---------- DATASET EXCERPTS
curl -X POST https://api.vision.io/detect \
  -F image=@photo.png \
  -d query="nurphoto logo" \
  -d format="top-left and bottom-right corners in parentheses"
--------------------
---------- DATASET EXCERPTS
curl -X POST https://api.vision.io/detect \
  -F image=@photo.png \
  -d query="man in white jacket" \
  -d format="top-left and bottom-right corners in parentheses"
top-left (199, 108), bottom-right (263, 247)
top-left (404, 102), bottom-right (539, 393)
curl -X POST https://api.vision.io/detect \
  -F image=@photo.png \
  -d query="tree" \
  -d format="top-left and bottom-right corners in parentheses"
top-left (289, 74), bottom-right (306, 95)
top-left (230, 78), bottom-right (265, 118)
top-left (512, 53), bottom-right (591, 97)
--------------------
---------- DATASET EXCERPTS
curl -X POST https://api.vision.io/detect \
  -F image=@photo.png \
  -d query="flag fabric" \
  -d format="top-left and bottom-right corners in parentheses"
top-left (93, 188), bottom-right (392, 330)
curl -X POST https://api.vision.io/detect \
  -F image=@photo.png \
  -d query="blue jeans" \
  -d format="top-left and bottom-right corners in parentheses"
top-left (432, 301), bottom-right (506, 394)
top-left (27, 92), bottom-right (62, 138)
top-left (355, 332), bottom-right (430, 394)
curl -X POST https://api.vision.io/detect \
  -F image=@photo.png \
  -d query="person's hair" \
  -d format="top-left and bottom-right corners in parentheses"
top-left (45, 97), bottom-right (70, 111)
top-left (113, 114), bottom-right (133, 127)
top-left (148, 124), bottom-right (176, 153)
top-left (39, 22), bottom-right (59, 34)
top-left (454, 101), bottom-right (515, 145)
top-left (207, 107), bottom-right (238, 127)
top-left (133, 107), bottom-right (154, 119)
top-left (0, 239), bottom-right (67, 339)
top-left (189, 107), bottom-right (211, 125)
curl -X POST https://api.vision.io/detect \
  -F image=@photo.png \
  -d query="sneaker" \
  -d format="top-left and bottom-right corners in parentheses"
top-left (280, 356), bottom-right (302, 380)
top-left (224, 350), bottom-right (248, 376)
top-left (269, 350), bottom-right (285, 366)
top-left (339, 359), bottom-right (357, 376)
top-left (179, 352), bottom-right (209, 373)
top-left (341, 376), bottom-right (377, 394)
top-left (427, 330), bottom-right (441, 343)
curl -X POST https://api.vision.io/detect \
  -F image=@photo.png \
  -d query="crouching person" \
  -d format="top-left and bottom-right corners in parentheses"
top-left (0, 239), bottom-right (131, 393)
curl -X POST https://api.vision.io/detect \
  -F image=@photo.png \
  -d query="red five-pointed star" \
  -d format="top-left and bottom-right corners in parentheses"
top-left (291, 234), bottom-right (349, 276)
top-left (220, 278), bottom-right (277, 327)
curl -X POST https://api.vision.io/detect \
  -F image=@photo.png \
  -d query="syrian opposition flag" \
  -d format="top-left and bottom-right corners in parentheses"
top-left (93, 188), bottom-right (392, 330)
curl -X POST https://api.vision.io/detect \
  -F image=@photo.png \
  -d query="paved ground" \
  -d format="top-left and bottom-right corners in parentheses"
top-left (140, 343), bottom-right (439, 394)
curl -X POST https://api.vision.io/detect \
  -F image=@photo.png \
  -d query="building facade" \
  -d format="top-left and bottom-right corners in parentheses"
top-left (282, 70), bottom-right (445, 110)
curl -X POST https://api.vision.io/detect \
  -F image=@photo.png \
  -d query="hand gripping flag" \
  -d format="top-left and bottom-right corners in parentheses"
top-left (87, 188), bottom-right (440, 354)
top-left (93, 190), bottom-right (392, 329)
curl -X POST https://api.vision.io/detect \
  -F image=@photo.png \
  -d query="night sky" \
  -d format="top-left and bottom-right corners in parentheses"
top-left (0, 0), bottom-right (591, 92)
--------------------
# EXERCISE PROMPT
Return each line from the rows above that contains the string "flag".

# OUTPUT OF THE TASK
  -d query="flag fabric" \
  -d query="syrian opposition flag" \
  -d query="hand gripping flag" \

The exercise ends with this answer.